Start of EXERCISE DATA
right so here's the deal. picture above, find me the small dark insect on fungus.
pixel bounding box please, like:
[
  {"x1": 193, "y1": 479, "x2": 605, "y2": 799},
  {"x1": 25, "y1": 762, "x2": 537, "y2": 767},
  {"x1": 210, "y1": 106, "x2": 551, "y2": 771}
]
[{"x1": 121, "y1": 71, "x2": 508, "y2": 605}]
End of EXERCISE DATA
§ TASK DESCRIPTION: Please print each entry once more, exactly as it reads.

§ RESPONSE:
right so here's the deal. picture above, find me the small dark insect on fungus.
pixel bounding box please, like:
[
  {"x1": 193, "y1": 479, "x2": 605, "y2": 799},
  {"x1": 25, "y1": 762, "x2": 537, "y2": 767},
  {"x1": 210, "y1": 106, "x2": 551, "y2": 771}
]
[{"x1": 121, "y1": 71, "x2": 508, "y2": 605}]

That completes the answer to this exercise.